Update the listing below by replacing every "Identify" with "Locate" and keeping everything else unchanged.

Entries:
◆ ◆ ◆ ◆ ◆ ◆ ◆

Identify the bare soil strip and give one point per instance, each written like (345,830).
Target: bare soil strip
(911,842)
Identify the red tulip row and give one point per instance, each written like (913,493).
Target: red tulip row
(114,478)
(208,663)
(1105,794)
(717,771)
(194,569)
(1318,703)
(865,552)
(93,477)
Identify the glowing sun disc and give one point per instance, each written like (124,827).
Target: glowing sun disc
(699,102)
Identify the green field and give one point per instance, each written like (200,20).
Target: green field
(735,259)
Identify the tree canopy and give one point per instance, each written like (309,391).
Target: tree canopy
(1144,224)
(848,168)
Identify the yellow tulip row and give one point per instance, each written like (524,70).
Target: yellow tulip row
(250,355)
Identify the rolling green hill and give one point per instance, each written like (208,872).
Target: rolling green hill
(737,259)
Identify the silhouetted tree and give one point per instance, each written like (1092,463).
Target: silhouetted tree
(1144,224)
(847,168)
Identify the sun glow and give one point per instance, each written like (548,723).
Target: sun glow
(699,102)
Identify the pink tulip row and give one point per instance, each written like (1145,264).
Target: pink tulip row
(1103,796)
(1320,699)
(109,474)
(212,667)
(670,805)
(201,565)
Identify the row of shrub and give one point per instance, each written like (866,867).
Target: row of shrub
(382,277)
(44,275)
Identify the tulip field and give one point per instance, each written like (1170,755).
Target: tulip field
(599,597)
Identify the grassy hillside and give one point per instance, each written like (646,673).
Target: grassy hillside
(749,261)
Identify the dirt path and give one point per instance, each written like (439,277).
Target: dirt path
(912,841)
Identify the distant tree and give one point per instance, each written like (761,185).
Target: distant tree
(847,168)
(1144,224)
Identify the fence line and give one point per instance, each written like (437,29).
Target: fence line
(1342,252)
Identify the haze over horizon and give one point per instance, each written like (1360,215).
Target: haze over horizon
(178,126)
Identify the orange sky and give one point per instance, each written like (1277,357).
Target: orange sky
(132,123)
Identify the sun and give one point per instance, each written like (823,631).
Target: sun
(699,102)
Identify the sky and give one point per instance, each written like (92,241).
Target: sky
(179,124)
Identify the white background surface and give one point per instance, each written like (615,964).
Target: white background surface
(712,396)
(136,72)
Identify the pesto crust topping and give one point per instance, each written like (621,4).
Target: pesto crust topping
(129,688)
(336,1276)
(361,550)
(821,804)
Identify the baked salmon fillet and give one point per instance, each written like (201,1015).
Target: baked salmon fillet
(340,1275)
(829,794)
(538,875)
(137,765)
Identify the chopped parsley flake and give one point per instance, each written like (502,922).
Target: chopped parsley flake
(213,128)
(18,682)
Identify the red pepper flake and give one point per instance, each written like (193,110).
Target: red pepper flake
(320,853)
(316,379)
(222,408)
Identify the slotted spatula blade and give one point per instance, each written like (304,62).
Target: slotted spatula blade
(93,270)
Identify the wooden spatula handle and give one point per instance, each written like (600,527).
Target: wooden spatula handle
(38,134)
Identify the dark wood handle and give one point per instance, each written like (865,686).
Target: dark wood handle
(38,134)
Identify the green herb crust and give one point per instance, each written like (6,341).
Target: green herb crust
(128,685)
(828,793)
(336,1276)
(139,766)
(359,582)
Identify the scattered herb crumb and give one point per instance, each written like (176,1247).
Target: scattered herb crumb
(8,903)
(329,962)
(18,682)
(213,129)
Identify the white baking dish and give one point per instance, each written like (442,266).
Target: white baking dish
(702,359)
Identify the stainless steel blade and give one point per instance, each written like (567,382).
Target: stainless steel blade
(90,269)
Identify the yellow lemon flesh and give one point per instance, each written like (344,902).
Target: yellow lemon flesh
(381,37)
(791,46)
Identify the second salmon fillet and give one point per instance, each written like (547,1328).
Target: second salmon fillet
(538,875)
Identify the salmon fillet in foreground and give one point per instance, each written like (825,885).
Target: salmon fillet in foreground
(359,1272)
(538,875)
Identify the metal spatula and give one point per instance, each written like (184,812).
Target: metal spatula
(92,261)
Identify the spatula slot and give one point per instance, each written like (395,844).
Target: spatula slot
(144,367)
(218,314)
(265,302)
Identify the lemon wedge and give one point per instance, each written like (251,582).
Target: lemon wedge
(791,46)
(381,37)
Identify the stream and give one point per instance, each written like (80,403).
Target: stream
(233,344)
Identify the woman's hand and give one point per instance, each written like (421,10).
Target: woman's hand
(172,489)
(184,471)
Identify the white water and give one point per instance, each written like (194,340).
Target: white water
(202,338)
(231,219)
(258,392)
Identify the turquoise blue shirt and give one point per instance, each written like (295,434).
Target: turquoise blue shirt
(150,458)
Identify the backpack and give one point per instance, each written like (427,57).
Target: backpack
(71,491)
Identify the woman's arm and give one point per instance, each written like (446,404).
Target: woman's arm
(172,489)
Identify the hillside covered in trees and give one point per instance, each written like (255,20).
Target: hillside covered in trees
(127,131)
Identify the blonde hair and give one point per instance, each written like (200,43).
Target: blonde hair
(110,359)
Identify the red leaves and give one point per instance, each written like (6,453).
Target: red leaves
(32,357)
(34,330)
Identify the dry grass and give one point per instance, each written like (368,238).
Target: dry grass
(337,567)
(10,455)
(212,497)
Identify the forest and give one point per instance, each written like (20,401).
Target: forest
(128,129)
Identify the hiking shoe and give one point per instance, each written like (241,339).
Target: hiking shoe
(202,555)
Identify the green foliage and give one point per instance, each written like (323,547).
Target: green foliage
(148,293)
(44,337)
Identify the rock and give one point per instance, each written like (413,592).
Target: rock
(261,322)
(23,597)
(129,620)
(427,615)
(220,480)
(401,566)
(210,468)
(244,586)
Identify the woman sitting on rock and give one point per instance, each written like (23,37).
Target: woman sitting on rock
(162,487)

◆ ◆ ◆ ◆ ◆ ◆ ◆

The answer:
Locate the bare soil strip and give one point per instance, each written like (345,830).
Target: bare soil strip
(911,842)
Locate the red tulip row and give one point per instance, each written like (913,493).
Target: red tulip row
(114,478)
(208,663)
(1105,794)
(717,771)
(194,569)
(1318,703)
(865,552)
(93,477)
Locate the glowing sun disc and give one point per instance, each written like (124,827).
Target: glowing sun disc
(699,102)
Locate the green field and give one point per instance, each written like (200,20).
Target: green field
(735,259)
Locate the tree canopy and give one point per instance, each written like (309,391).
Target: tree canopy
(1144,224)
(848,168)
Locate the yellow tulip row and give one point per instance, each written like (524,70).
Target: yellow tulip row
(250,355)
Locate the rolling green hill and give one point per instance, each written like (208,872).
Target: rolling green hill
(737,259)
Locate the silhouetted tree and give one point per instance, each written like (1092,463).
Target: silhouetted tree
(1144,224)
(847,168)
Locate the sun glow and give one point per instance, each written like (548,723).
Target: sun glow
(699,102)
Locate the pink tulip row and give one point per instance, each written like (1145,264).
Target: pink tulip row
(1103,796)
(1320,699)
(109,474)
(212,667)
(670,805)
(201,565)
Locate the row of shrub and give one point per instance, each written like (866,867).
Target: row of shrub
(382,277)
(44,275)
Locate the tulip field and give one point per instance, each written like (1170,755).
Target: tulip field
(599,597)
Locate the grassy hillside and give one point per instance, each written like (646,673).
Target: grassy hillside
(749,261)
Locate the dirt path and give one point per instance, each written like (439,277).
Target: dirt path
(912,841)
Locate the distant tree and give one point per instance, each written like (761,185).
Target: distant tree
(847,168)
(1144,224)
Locate the fence line and give one point per instance, each written like (437,29).
Target: fence line
(1342,252)
Locate the haze over horizon and give one point per instance, each written like (1360,215).
Target: haze over horizon
(178,126)
Locate the orange sky and give one point per instance, each written like (1277,357).
Target: orange sky
(132,123)
Locate the sun and give one point per instance, each written like (823,631).
Target: sun
(699,102)
Locate the sky and give one point per instance, each written like (92,241).
Target: sky
(179,124)
Locate the white background surface and give one point per instance, each written like (615,964).
Target: white background surface
(712,396)
(136,72)
Locate the pesto crust topping and give one point per instance, each written like (621,4).
Target: pesto crust topping
(129,688)
(336,1276)
(361,550)
(821,804)
Locate the baked salmon fillet and give one point per instance, each written like (201,1015).
Target: baked salmon fillet
(340,1275)
(829,794)
(538,875)
(137,765)
Locate the chopped parsley flake and give one point per instance, each written like (502,922).
Target: chopped parsley flake
(213,128)
(18,682)
Locate the red pepper flake and give one point per instance, each written like (193,110).
Target: red pepper flake
(320,853)
(316,379)
(222,408)
Locate the slotted spatula blade and give one point per instance, each written like (304,62).
Target: slotted spatula blade
(93,270)
Locate the wooden spatula handle and give one point per instance, each written like (600,527).
Target: wooden spatula handle
(38,134)
Locate the dark wood handle and give one point per instance, each written like (865,686).
Target: dark wood handle
(38,134)
Locate the green herb crust and give one point per instance, each written like (6,341).
Target: green herb crust
(128,685)
(828,793)
(336,1276)
(139,766)
(359,582)
Locate the scattered herb crumb and give one point per instance, each written like (176,1247).
Target: scattered herb crumb
(8,903)
(329,962)
(18,682)
(213,129)
Locate the white baking dish and give one point per instance, each written like (442,266).
Target: white baking dish
(702,359)
Locate the stainless steel blade and give one point per instance, each written like (567,382).
Target: stainless steel blade
(90,269)
Locate the yellow lemon flesh and give one point per instance, each written like (344,902).
Target: yellow lemon flesh
(381,37)
(791,46)
Locate the second salmon fillet and give one point per instance, each written like (547,1328).
Target: second salmon fillet
(538,875)
Locate the salmon fillet in foreground and give one point per instance, each written like (825,885).
Target: salmon fillet in foreground
(359,1272)
(538,875)
Locate the metal spatula and give one point per instance, each written like (184,812).
Target: metal spatula
(92,261)
Locate the spatula slot and give one point per instance, each written like (395,844).
Target: spatula slot
(144,367)
(218,314)
(265,302)
Locate the lemon wedge and give one point per instance, each written like (251,582).
Target: lemon wedge
(791,46)
(381,37)
Locate the stream and give one point per instance, each written like (80,403).
Target: stream
(233,344)
Locate the woman's hand and give one point per instance, each written like (421,10).
Target: woman's hand
(172,489)
(184,471)
Locate the white water and give one point per instance, each written like (194,340).
Target: white water
(202,338)
(231,219)
(258,392)
Locate the turquoise blue shirt and give one point per instance, each written like (295,434).
Target: turquoise blue shirt
(150,458)
Locate the backpack and give one point per instance, each written like (427,57).
Target: backpack
(71,491)
Locate the woman's arm and give one point per instance, each written like (446,404).
Target: woman's arm
(172,489)
Locate the hillside covered in trees and give one point per instance, each written like (255,20).
Target: hillside covered in trees
(127,131)
Locate the blonde hair and give one point per instance, each written like (200,43).
Target: blonde hair
(110,359)
Locate the red leaves and give one point per instance, each written like (6,453).
Target: red leaves
(32,357)
(34,330)
Locate the dry grass and give one point per instance, each written like (368,238).
Target: dry grass
(337,567)
(10,455)
(212,497)
Locate the forest and give one point per instance, each written like (20,401).
Target: forest
(128,129)
Locate the hiking shoe and give one point per instance, each written like (241,339).
Target: hiking shoe
(202,555)
Locate the green foliage and give one point per instance, each written like (323,547).
Target: green foliage
(148,293)
(44,337)
Locate the rock and give one point per instance, each written like (413,592).
Target: rock
(261,322)
(23,597)
(129,620)
(427,615)
(220,480)
(401,566)
(210,468)
(244,586)
Locate the woman sitting on rock and give one point per instance, each written like (23,37).
Target: woman sitting on rock
(162,487)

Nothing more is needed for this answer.